**What to do:**
Reproduce verbatim a passage from the essay on patient listening below, starting at the words "Connie and I" and stopping after the words "be advancing backwards!".

**Document extract:**
Thursday, February 7, 2013

A Patient Listener by Terry Gardner

A Patient Listener

By Terry Gardner


Connie and I were on a long drive back from scenic Tennessee a few days ago and we were discussing patience.  Specifically my patience and areas where I had improved but more importantly areas where I still have a ways to go (maybe a long ways).  James wrote, “This you know, my beloved brethren.  But everyone must be quick to hear, slow to speak and slow anger; for the anger of man does not achieve the righteousness of God.” James 1:19-20.  Patiently listening is a big challenge for me.

It takes patience to listen to others and to understand their point of view.  Men often want to cut to the bottom line.  Women (and some men too) like to give you all the details in living color!  I am not patient in listening to the all the details and this is not an area in which I have improved much over the years, indeed, I may be advancing backwards!

Why don’t we listen to others?  I don’t know about you but I’ll suggest some of the flaws I see in my own character in this area including (but not limited to) the following:

1.  My time is more valuable than your time.  At least that is in the back of my mind sometimes when I am not focused on listening.  How do you feel when you are talking about a subject that is important to you but the person you are talking to is a million miles away?  How many wives have had that experience with their husbands?  If you want to be successful in life, learn to listen to each person as though they were the most important person in the world and you will go far.

**Data excerpts:**

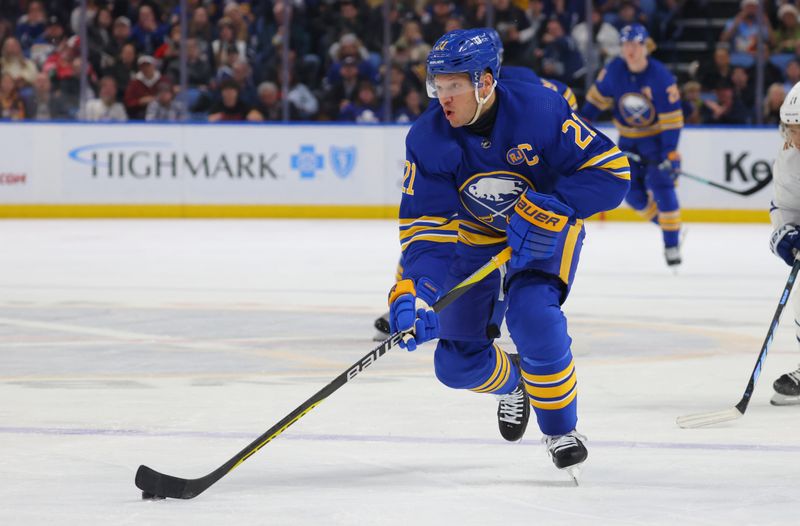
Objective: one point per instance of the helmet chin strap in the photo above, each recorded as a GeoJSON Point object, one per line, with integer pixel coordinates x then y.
{"type": "Point", "coordinates": [481, 102]}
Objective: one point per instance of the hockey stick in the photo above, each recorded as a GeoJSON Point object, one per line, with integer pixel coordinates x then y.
{"type": "Point", "coordinates": [158, 485]}
{"type": "Point", "coordinates": [716, 417]}
{"type": "Point", "coordinates": [749, 191]}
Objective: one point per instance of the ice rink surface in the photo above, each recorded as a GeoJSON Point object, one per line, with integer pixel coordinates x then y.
{"type": "Point", "coordinates": [177, 343]}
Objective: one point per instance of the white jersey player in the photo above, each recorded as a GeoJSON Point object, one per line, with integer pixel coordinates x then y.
{"type": "Point", "coordinates": [785, 216]}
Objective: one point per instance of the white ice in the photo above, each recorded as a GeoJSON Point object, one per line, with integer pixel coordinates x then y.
{"type": "Point", "coordinates": [176, 343]}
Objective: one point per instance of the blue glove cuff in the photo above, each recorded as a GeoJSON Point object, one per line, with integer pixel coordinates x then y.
{"type": "Point", "coordinates": [428, 291]}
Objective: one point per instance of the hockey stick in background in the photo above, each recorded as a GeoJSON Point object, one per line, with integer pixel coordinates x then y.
{"type": "Point", "coordinates": [749, 191]}
{"type": "Point", "coordinates": [716, 417]}
{"type": "Point", "coordinates": [156, 485]}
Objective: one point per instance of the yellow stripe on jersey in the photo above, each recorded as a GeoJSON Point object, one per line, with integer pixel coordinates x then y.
{"type": "Point", "coordinates": [428, 228]}
{"type": "Point", "coordinates": [569, 250]}
{"type": "Point", "coordinates": [670, 221]}
{"type": "Point", "coordinates": [612, 161]}
{"type": "Point", "coordinates": [499, 377]}
{"type": "Point", "coordinates": [479, 240]}
{"type": "Point", "coordinates": [598, 99]}
{"type": "Point", "coordinates": [553, 405]}
{"type": "Point", "coordinates": [552, 391]}
{"type": "Point", "coordinates": [671, 121]}
{"type": "Point", "coordinates": [550, 378]}
{"type": "Point", "coordinates": [571, 99]}
{"type": "Point", "coordinates": [671, 115]}
{"type": "Point", "coordinates": [556, 391]}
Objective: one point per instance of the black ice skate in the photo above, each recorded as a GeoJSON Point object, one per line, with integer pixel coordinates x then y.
{"type": "Point", "coordinates": [787, 389]}
{"type": "Point", "coordinates": [382, 324]}
{"type": "Point", "coordinates": [513, 410]}
{"type": "Point", "coordinates": [568, 452]}
{"type": "Point", "coordinates": [673, 256]}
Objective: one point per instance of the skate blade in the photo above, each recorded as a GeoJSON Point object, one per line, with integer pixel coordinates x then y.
{"type": "Point", "coordinates": [779, 399]}
{"type": "Point", "coordinates": [574, 472]}
{"type": "Point", "coordinates": [707, 419]}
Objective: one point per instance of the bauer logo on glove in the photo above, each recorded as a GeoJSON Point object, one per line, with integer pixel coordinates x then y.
{"type": "Point", "coordinates": [539, 217]}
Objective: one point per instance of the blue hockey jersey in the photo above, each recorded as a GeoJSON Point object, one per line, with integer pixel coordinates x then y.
{"type": "Point", "coordinates": [459, 189]}
{"type": "Point", "coordinates": [528, 75]}
{"type": "Point", "coordinates": [645, 106]}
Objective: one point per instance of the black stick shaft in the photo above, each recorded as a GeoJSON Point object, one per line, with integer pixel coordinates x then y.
{"type": "Point", "coordinates": [762, 356]}
{"type": "Point", "coordinates": [158, 484]}
{"type": "Point", "coordinates": [750, 191]}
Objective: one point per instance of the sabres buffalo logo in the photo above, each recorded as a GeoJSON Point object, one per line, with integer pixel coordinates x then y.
{"type": "Point", "coordinates": [490, 197]}
{"type": "Point", "coordinates": [636, 110]}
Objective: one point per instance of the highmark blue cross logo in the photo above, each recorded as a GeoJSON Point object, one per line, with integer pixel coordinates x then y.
{"type": "Point", "coordinates": [307, 161]}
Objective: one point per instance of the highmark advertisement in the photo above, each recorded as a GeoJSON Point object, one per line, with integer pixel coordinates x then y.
{"type": "Point", "coordinates": [54, 170]}
{"type": "Point", "coordinates": [225, 164]}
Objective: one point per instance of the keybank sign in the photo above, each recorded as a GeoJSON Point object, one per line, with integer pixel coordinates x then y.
{"type": "Point", "coordinates": [154, 159]}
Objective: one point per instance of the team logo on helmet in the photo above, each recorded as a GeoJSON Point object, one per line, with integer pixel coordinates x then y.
{"type": "Point", "coordinates": [490, 197]}
{"type": "Point", "coordinates": [637, 110]}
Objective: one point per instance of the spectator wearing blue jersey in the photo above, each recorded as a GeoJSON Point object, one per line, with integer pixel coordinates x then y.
{"type": "Point", "coordinates": [148, 33]}
{"type": "Point", "coordinates": [32, 24]}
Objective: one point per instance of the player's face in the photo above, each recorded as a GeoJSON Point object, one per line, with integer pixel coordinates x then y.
{"type": "Point", "coordinates": [457, 96]}
{"type": "Point", "coordinates": [634, 54]}
{"type": "Point", "coordinates": [793, 132]}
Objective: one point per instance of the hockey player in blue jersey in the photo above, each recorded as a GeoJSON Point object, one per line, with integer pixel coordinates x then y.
{"type": "Point", "coordinates": [646, 108]}
{"type": "Point", "coordinates": [500, 164]}
{"type": "Point", "coordinates": [505, 72]}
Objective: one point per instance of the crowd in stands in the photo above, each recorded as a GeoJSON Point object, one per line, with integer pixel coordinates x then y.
{"type": "Point", "coordinates": [336, 67]}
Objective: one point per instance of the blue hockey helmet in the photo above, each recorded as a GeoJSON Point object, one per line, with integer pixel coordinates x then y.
{"type": "Point", "coordinates": [634, 33]}
{"type": "Point", "coordinates": [463, 51]}
{"type": "Point", "coordinates": [497, 41]}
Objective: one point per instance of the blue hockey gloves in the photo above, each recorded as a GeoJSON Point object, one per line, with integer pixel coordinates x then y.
{"type": "Point", "coordinates": [536, 226]}
{"type": "Point", "coordinates": [410, 311]}
{"type": "Point", "coordinates": [672, 164]}
{"type": "Point", "coordinates": [784, 242]}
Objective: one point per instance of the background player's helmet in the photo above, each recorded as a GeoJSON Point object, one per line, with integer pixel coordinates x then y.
{"type": "Point", "coordinates": [634, 33]}
{"type": "Point", "coordinates": [790, 110]}
{"type": "Point", "coordinates": [463, 51]}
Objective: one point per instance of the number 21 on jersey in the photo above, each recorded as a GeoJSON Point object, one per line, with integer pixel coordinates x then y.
{"type": "Point", "coordinates": [408, 178]}
{"type": "Point", "coordinates": [578, 126]}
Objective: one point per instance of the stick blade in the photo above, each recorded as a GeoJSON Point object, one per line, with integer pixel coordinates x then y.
{"type": "Point", "coordinates": [157, 484]}
{"type": "Point", "coordinates": [708, 419]}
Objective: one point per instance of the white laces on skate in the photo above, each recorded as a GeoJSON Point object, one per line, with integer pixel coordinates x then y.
{"type": "Point", "coordinates": [512, 406]}
{"type": "Point", "coordinates": [558, 442]}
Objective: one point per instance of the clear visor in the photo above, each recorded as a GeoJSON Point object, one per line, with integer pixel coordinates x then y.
{"type": "Point", "coordinates": [450, 85]}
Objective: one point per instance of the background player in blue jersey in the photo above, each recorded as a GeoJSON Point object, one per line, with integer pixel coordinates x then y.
{"type": "Point", "coordinates": [500, 164]}
{"type": "Point", "coordinates": [646, 108]}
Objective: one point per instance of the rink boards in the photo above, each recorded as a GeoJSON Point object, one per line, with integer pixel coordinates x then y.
{"type": "Point", "coordinates": [322, 171]}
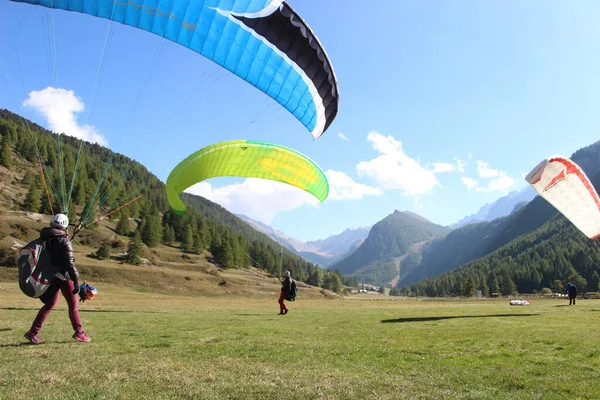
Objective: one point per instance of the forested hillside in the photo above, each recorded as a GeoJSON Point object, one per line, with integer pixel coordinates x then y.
{"type": "Point", "coordinates": [104, 180]}
{"type": "Point", "coordinates": [544, 260]}
{"type": "Point", "coordinates": [470, 242]}
{"type": "Point", "coordinates": [375, 259]}
{"type": "Point", "coordinates": [535, 248]}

**Your response:**
Connie and I were on a long drive back from scenic Tennessee a few days ago and we were discussing patience.  Specifically my patience and areas where I had improved but more importantly areas where I still have a ways to go (maybe a long ways).  James wrote, “This you know, my beloved brethren.  But everyone must be quick to hear, slow to speak and slow anger; for the anger of man does not achieve the righteousness of God.” James 1:19-20.  Patiently listening is a big challenge for me.

It takes patience to listen to others and to understand their point of view.  Men often want to cut to the bottom line.  Women (and some men too) like to give you all the details in living color!  I am not patient in listening to the all the details and this is not an area in which I have improved much over the years, indeed, I may be advancing backwards!